--- START Raw records ---
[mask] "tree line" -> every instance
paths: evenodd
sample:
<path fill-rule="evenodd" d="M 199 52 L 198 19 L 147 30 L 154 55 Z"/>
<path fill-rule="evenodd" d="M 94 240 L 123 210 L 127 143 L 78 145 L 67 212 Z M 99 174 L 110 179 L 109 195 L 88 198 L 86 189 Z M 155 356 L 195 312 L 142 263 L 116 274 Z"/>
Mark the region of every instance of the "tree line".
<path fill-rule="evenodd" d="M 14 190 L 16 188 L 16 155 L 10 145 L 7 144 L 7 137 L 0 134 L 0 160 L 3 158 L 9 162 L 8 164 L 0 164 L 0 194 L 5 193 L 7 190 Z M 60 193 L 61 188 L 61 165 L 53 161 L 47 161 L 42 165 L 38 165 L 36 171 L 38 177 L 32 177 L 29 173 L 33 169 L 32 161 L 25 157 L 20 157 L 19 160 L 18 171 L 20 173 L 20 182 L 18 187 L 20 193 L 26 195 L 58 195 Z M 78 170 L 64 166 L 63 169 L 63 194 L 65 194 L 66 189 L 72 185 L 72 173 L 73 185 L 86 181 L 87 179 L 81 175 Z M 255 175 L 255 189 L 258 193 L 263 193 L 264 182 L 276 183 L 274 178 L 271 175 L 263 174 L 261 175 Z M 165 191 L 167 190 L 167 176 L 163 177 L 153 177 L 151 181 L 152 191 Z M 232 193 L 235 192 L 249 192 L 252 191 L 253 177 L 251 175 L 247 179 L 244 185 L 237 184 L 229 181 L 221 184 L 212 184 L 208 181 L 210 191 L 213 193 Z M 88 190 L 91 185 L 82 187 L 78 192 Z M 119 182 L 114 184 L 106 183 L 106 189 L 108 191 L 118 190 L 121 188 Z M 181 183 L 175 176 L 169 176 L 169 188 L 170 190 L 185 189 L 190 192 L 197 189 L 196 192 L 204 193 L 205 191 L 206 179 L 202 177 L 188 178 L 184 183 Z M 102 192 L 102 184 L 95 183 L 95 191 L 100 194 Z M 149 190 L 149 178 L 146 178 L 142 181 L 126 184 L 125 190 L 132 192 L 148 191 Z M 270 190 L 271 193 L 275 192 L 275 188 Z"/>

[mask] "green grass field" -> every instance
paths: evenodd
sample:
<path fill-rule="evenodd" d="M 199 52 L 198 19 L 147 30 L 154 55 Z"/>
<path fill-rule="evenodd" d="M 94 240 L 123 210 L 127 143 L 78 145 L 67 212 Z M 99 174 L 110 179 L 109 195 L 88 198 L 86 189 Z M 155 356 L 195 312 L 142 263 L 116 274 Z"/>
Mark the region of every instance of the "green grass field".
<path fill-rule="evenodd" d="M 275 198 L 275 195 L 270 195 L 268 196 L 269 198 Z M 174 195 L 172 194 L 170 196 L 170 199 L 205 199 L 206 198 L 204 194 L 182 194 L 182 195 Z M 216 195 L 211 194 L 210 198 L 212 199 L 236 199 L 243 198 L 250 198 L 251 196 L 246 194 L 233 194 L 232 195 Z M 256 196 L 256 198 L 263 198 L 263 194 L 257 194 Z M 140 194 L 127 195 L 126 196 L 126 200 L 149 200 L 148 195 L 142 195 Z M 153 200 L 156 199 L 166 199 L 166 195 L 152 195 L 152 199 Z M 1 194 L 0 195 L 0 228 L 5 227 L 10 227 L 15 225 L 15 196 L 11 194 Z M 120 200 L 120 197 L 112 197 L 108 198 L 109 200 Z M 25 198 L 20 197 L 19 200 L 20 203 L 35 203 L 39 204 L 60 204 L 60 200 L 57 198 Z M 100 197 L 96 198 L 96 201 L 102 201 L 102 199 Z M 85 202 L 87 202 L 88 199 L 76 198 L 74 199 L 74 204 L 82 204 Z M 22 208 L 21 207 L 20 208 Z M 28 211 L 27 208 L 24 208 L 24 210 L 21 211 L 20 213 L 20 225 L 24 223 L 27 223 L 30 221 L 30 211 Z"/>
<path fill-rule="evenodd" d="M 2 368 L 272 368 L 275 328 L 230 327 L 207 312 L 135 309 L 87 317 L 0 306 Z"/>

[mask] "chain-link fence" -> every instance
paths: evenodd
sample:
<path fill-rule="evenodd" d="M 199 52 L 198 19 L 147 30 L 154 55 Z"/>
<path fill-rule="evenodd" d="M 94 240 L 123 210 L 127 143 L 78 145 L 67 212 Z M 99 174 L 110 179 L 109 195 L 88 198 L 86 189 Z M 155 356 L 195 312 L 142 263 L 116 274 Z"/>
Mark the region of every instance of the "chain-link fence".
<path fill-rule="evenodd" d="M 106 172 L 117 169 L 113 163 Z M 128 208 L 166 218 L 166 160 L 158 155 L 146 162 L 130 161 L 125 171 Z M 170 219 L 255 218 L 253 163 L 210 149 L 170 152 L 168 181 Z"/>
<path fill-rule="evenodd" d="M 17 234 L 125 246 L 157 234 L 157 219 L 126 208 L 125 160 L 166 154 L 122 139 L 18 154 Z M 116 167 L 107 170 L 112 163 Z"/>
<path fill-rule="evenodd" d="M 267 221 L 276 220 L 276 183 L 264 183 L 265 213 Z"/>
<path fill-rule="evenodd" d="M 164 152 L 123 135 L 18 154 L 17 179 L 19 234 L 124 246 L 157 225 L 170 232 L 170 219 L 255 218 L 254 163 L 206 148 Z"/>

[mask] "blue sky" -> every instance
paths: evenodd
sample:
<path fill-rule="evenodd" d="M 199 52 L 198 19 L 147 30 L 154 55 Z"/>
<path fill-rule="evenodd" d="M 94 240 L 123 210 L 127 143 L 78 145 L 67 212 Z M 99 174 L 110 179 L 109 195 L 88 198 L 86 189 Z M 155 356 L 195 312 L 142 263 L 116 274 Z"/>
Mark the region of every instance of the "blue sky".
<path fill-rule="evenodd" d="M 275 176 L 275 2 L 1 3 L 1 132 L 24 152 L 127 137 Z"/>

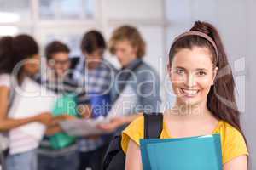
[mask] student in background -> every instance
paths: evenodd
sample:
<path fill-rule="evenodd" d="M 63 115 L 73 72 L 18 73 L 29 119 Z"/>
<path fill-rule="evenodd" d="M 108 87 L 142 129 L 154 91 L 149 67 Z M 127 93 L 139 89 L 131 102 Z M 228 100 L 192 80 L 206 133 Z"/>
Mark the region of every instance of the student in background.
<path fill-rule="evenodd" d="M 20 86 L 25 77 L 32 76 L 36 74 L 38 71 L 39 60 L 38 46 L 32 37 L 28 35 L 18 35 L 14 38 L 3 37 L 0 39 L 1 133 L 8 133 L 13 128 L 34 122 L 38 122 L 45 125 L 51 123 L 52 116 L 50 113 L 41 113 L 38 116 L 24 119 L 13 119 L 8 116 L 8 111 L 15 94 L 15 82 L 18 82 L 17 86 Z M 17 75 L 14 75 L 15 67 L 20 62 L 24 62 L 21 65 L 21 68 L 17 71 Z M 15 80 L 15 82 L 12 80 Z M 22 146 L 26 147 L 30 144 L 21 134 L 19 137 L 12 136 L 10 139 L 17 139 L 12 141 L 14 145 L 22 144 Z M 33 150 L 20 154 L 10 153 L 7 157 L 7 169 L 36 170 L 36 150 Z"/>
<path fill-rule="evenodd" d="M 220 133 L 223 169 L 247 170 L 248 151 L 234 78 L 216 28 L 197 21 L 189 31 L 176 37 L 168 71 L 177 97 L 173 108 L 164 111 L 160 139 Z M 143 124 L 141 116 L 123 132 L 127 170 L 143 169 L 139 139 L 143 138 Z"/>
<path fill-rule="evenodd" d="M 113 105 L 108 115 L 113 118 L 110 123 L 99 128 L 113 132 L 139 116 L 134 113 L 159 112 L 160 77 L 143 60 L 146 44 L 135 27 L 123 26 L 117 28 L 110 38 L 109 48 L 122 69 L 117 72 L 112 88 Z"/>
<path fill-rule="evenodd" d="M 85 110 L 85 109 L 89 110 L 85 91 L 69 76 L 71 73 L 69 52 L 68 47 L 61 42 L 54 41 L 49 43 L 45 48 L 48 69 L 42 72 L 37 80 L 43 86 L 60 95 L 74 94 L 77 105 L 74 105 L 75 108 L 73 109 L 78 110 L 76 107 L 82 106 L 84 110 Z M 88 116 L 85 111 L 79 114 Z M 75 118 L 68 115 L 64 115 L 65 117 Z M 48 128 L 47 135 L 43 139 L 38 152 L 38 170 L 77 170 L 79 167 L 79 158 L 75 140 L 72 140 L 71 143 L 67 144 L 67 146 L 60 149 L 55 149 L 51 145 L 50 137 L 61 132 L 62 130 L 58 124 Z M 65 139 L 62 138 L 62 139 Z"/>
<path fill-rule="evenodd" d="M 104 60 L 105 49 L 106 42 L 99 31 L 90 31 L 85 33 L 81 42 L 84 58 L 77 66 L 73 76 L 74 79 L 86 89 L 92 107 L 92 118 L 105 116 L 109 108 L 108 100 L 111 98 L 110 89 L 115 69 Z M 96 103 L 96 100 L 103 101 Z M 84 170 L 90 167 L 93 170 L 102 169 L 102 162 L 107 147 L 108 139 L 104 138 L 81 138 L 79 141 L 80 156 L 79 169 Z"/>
--- END Raw records ---
--- START Raw records ---
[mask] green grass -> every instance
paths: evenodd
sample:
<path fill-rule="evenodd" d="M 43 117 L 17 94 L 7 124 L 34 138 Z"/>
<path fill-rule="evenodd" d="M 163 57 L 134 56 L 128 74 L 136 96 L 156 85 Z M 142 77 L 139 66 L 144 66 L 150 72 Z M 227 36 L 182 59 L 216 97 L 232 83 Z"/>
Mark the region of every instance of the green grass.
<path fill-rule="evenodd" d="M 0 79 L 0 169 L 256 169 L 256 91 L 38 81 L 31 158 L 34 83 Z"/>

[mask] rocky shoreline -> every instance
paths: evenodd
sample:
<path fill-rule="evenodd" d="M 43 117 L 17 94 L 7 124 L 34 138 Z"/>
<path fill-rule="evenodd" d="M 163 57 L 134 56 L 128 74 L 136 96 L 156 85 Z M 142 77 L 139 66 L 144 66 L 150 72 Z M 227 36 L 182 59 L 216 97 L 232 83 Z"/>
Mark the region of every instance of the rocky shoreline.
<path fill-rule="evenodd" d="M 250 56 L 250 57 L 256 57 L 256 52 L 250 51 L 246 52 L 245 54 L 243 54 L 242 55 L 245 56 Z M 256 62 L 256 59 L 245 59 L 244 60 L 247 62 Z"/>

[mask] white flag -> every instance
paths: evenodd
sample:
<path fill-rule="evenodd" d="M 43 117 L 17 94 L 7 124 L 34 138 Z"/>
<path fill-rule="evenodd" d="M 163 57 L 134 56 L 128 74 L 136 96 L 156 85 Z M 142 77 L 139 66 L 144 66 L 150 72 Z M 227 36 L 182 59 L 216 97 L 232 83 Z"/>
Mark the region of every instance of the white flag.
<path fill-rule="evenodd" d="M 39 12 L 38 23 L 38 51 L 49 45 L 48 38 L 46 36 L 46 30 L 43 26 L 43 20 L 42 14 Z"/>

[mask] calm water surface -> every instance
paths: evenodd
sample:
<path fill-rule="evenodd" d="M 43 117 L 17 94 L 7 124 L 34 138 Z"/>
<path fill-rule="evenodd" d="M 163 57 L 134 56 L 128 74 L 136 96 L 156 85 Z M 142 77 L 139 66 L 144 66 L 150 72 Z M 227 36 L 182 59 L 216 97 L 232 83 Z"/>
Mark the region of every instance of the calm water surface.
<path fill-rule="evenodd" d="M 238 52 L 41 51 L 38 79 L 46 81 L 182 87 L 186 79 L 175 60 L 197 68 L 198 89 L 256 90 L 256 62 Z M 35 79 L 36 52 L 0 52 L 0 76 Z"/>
--- END Raw records ---
--- START Raw records ---
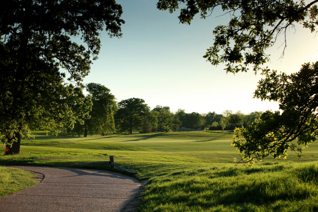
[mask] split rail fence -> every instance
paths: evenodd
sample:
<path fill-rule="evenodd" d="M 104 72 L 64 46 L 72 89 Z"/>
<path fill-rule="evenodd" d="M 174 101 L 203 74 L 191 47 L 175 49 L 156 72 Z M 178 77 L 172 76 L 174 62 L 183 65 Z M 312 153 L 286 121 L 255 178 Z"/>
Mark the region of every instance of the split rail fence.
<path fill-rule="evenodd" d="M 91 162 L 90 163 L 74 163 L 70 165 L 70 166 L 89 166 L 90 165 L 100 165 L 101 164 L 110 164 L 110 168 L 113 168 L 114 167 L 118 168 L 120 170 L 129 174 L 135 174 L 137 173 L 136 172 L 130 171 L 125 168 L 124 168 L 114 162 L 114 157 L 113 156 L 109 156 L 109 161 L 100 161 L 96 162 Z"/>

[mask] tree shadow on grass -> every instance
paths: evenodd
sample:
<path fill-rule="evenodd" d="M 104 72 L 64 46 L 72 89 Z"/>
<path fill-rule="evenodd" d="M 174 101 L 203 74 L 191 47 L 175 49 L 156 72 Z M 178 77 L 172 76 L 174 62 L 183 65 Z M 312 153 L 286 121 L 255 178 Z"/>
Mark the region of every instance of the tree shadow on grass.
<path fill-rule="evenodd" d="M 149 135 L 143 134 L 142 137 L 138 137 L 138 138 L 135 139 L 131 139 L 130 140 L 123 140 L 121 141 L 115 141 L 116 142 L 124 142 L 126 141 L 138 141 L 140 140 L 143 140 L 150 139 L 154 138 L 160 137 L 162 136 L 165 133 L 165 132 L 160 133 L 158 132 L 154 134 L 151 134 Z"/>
--- END Raw records ---
> **Work to complete**:
Rewrite the lines from the one containing "[mask] rocky shoreline -> every instance" through the one containing "39 12 L 38 23", inclusive, with "Mark" replaced by "Outline" and all else unchanged. Give only those lines.

> **Result of this exercise**:
[mask] rocky shoreline -> every instance
paths: evenodd
sample:
<path fill-rule="evenodd" d="M 43 117 L 17 94 L 7 124 L 34 138 Z"/>
<path fill-rule="evenodd" d="M 163 57 L 134 56 L 128 74 L 136 96 L 156 85 Z M 142 77 L 139 66 L 144 66 L 150 72 Z M 227 36 L 182 59 L 216 97 L 232 83 Z"/>
Outline the region of every instance of the rocky shoreline.
<path fill-rule="evenodd" d="M 250 56 L 250 57 L 256 57 L 256 52 L 250 51 L 246 52 L 245 54 L 243 54 L 242 55 L 245 56 Z M 256 62 L 256 59 L 245 59 L 244 60 L 247 62 Z"/>

[mask] white flag -> every instance
paths: evenodd
sample:
<path fill-rule="evenodd" d="M 43 117 L 17 94 L 7 124 L 34 138 Z"/>
<path fill-rule="evenodd" d="M 163 57 L 134 56 L 128 74 L 136 96 L 156 85 Z M 142 77 L 139 66 L 144 66 L 150 72 Z M 227 36 L 182 59 L 216 97 L 232 83 Z"/>
Outline the region of every instance of the white flag.
<path fill-rule="evenodd" d="M 39 12 L 38 23 L 38 51 L 49 45 L 48 38 L 46 36 L 46 30 L 43 26 L 43 20 L 42 14 Z"/>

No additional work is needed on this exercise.